(Natural language region descriptions)
◆ ◆ ◆ ◆ ◆

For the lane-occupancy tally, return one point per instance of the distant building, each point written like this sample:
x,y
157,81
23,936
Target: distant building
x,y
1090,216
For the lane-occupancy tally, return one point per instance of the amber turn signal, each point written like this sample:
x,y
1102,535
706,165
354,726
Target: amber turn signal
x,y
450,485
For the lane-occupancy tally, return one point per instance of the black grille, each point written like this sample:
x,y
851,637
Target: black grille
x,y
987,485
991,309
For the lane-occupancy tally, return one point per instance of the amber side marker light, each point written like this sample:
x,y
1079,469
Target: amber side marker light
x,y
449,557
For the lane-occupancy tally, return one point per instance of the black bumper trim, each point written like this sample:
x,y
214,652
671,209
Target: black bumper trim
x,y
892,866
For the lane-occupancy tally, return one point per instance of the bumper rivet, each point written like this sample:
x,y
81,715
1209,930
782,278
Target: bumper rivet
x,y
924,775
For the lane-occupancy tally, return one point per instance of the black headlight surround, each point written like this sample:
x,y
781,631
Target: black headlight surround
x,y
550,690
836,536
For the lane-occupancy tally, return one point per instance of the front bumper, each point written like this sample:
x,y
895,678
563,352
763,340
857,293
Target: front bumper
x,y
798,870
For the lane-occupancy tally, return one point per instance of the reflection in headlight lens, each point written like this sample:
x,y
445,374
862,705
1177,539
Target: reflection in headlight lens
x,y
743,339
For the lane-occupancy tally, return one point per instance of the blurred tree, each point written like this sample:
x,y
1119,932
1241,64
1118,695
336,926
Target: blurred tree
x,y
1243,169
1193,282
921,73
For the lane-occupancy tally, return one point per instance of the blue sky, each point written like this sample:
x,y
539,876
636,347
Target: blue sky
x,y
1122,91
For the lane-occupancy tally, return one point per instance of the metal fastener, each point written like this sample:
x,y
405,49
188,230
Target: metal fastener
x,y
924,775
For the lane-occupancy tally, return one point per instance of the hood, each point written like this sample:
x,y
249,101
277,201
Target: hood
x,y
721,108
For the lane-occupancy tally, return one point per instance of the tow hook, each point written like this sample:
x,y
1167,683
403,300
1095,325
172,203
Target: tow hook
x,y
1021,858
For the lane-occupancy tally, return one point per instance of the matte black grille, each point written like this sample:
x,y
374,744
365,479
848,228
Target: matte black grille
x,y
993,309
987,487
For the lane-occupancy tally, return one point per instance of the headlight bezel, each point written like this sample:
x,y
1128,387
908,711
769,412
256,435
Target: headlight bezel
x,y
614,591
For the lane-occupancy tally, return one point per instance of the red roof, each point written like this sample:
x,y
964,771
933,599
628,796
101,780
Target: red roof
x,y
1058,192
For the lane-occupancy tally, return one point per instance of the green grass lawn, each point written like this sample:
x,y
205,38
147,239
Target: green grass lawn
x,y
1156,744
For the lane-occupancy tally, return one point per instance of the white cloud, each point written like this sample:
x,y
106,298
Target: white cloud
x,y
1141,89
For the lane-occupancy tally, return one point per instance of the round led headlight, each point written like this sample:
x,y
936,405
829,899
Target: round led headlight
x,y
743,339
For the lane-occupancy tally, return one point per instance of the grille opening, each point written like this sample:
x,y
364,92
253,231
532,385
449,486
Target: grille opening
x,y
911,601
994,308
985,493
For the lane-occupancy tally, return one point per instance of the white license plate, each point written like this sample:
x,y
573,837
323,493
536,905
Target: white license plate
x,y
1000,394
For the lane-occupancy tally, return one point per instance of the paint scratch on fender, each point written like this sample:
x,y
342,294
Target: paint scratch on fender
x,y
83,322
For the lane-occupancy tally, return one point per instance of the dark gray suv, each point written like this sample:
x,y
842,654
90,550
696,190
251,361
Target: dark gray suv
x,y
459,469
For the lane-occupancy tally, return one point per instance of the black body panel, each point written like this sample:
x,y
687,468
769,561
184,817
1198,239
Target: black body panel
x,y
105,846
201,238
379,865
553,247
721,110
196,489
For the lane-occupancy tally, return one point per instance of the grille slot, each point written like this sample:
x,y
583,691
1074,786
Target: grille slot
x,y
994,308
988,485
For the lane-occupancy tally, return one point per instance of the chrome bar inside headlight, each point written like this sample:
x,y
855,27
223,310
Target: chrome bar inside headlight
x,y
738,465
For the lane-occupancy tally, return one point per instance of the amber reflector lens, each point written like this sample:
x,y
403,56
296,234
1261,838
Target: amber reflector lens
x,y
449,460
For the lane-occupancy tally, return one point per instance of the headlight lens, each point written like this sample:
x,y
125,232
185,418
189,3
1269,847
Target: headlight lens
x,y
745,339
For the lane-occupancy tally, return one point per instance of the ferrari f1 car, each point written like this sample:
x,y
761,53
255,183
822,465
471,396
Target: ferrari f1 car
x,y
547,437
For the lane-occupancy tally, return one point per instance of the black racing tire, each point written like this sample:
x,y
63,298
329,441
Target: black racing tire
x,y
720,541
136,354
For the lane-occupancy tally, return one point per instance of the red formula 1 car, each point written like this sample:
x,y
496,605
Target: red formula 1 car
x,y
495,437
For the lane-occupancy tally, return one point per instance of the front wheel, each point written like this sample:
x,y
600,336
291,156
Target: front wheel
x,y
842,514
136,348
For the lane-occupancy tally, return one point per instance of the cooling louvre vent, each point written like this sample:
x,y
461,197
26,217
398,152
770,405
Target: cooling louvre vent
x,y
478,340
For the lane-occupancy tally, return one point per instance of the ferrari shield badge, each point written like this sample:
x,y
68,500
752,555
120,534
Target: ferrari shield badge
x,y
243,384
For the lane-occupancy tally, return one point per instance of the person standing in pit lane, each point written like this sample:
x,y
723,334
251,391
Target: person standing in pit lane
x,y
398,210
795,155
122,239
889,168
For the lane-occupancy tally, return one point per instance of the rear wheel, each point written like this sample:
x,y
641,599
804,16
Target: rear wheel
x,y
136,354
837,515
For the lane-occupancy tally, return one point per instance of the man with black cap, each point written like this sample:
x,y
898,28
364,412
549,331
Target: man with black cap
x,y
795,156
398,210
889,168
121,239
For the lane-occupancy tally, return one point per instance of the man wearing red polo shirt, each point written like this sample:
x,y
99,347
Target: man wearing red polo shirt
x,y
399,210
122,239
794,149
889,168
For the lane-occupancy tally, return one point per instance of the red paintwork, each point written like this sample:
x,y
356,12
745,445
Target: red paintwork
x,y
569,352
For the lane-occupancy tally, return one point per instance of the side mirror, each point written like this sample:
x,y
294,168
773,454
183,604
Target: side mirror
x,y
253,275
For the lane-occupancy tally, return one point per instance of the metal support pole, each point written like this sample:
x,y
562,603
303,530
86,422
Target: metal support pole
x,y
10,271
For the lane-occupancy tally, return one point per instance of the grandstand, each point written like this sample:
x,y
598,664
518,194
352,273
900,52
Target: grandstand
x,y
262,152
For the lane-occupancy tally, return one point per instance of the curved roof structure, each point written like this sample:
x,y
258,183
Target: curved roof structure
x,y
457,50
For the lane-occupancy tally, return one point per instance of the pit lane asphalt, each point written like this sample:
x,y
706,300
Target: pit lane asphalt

◆ ◆ ◆ ◆ ◆

What needs to be done: Give the data again, exactly as it appears above.

Result of this task:
For the lane-occupancy tally, return one point per instance of the distant building, each point written like this sample:
x,y
157,81
23,936
Target: distant building
x,y
1090,216
For the lane-occupancy tally, return one point per instance of the amber turn signal, each point written like this sample:
x,y
1102,535
706,165
354,726
Target: amber turn signal
x,y
450,485
For the lane-occupancy tally, return one point per instance of the black grille, each point written like this sample:
x,y
851,637
Target: black grille
x,y
987,485
991,309
For the lane-occupancy tally, return one point per instance of the amber side marker light, each point written like this sample:
x,y
1079,469
Target: amber side marker light
x,y
449,557
For the lane-occupancy tally, return one point per instance of the black bumper trim, each point written like this sample:
x,y
214,652
671,209
Target: black bumper trim
x,y
892,866
For the lane-occupancy tally, return one point per instance of the bumper rivet, each point written like this sample:
x,y
81,715
1209,930
782,278
Target: bumper rivet
x,y
924,775
For the lane-occupancy tally, return one point per instance of the black headlight surround, each point written like this sample:
x,y
781,631
Target: black headlight surround
x,y
550,690
836,536
For the lane-occupancy tally, return one point per instance of the front bumper, each point written like this sample:
x,y
895,678
563,352
763,340
857,293
Target: front bumper
x,y
798,870
For the lane-occupancy tally, return one point per instance of the reflection in headlight lens, each point written like this sample:
x,y
445,374
862,705
1177,539
Target: reflection in headlight lens
x,y
743,339
For the lane-occupancy tally, return one point per instance of the blurred tree, each point written like this sample:
x,y
1119,932
1241,64
1118,695
336,926
Target: blurred tree
x,y
1243,169
1193,282
921,73
For the lane-occupancy tally, return one point per instance of the blue sky, each point written like this sample:
x,y
539,876
636,347
Target: blue sky
x,y
1122,91
For the lane-occupancy tally, return one point per instance of the metal fastener, each point written like this sample:
x,y
405,49
188,230
Target: metal fastener
x,y
924,775
For the lane-occupancy tally, return one point per instance of the hood, each point written like this sample:
x,y
249,101
277,201
Target: hood
x,y
721,108
For the lane-occupancy tally, return one point per instance of the tow hook, each point written like this sample:
x,y
1167,683
403,300
1095,325
172,203
Target: tow hook
x,y
1021,858
For the lane-occupancy tally, return one point per instance of the matte black grille, each point written like this sample:
x,y
374,744
365,479
848,228
Target: matte black grille
x,y
993,309
987,487
For the lane-occupancy tally, return one point per instance of the headlight bezel, each point written like this sample:
x,y
1128,387
908,711
769,412
256,435
Target: headlight bezel
x,y
614,591
For the lane-occupancy tally, return one point per instance of the red roof, each point written like this sample:
x,y
964,771
933,599
628,796
101,780
Target: red roof
x,y
1058,192
For the lane-occupancy tally, return one point per instance of the green grass lawn, each point written like this sample:
x,y
205,38
147,239
Target: green grass lawn
x,y
1156,744
For the lane-occupancy tally, return one point per instance of the white cloud, each point written like this sample:
x,y
106,298
Target: white cloud
x,y
1141,89
For the lane-occupancy tally, return one point per instance of the round led headlight, each point written like this sample:
x,y
936,405
829,899
Target: round led headlight
x,y
743,339
For the lane-occupancy tally, return one point per instance of the grille opening, each point written like this sample:
x,y
364,92
253,231
532,385
449,486
Target: grille opening
x,y
911,601
994,308
985,493
For the lane-occupancy tally, return one point per instance of the white license plate, each point written like this sample:
x,y
573,837
323,493
536,905
Target: white license plate
x,y
1000,394
For the lane-occupancy tally, return one point per instance of the paint scratch on fender, each point written like this sample:
x,y
342,294
Target: paint scratch on fender
x,y
83,322
For the lane-occupancy tally, return one point per instance of the dark gray suv, each point written like this sample:
x,y
842,654
90,550
696,190
251,361
Target: dark gray suv
x,y
459,469
For the lane-occupancy tally, return one point per instance of the black body panel, each point written like this sample:
x,y
687,468
769,561
184,817
1198,239
Target: black body panel
x,y
105,846
201,238
379,865
553,247
721,110
196,489
For the lane-occupancy tally, return one point per instance of the grille slot, each point written like this sample:
x,y
583,691
1074,786
Target: grille slot
x,y
994,308
988,485
For the lane-occupancy tally, return one point per instance of the chrome bar inside headlight, each point written like this sample:
x,y
855,27
223,310
Target: chrome bar inside headlight
x,y
738,465
For the lane-occupancy tally, return one point per instance of the amber reflector lens, each point written like this sample:
x,y
403,56
296,234
1261,838
Target: amber reflector lens
x,y
449,460
For the lane-occupancy tally, return one point per instance of the headlight lens, each point written like this sample:
x,y
125,232
185,418
189,3
1269,847
Target: headlight lens
x,y
745,339
For the lane-occupancy tally, return one point per instance of the ferrari f1 car, each point written like this sample:
x,y
761,53
255,183
822,465
471,396
Target: ferrari f1 car
x,y
547,437
For the lane-occupancy tally, return one point per instance of the black racing tire, each point written like this sample:
x,y
63,298
329,441
Target: black racing tire
x,y
720,541
136,354
For the lane-occupancy tally, return one point per instance of the red formula 1 car, each point written like this sample:
x,y
496,605
Target: red formula 1 car
x,y
495,437
For the lane-occupancy tally, return one point per instance of the front wheel, each point written like this sample:
x,y
600,336
291,156
Target: front wheel
x,y
842,514
136,348
For the lane-occupancy tally, return one point per instance of the cooling louvre vent, each point written like this sample:
x,y
461,197
26,217
398,152
770,405
Target: cooling louvre vent
x,y
478,340
For the lane-occupancy tally, return one point per instance of the ferrari shield badge, each point written like this sample:
x,y
68,500
752,555
120,534
Target: ferrari shield badge
x,y
243,384
For the lane-occupancy tally, return one point per instance of the person standing in pit lane, each point written like this sample:
x,y
723,334
251,391
Target: person standing in pit lane
x,y
398,210
795,155
122,239
889,168
For the lane-occupancy tally, return one point per instance of the rear wheel, each point written like this sample:
x,y
641,599
804,16
Target: rear wheel
x,y
136,354
837,515
For the lane-occupancy tally, return one point per instance of the man with black cap, each point written like this sample:
x,y
898,28
364,412
549,331
Target: man with black cap
x,y
795,156
398,210
889,168
121,239
For the lane-occupancy tally, return one point per instance of the man wearing red polo shirt, each point written like this sample:
x,y
99,347
Target: man wearing red polo shirt
x,y
399,210
122,239
794,149
889,168
For the lane-occupancy tally, return one point per instance of the red paintwork, each point written like this sample:
x,y
356,12
745,445
Target: red paintwork
x,y
569,352
For the lane-occupancy tally, return one point per instance of the side mirror, each point written like this sample:
x,y
294,168
773,454
183,604
Target: side mirror
x,y
253,275
For the lane-occupancy tally, return one point per instance of the metal support pole, each point written like this sample:
x,y
562,603
303,530
86,422
Target: metal support pole
x,y
10,271
For the lane-occupancy tally, return one point per instance of the grandstand, each point written like this sample:
x,y
598,664
518,194
352,273
900,52
Target: grandstand
x,y
262,152
For the lane-occupancy tally, return one point per instance of the curved roof structure, each point written like this sample:
x,y
258,183
Target: curved roof structure
x,y
457,50
For the lane-occupancy tally, return one point per instance of the pit lane asphalt, each point written like this sample:
x,y
706,300
Target: pit lane asphalt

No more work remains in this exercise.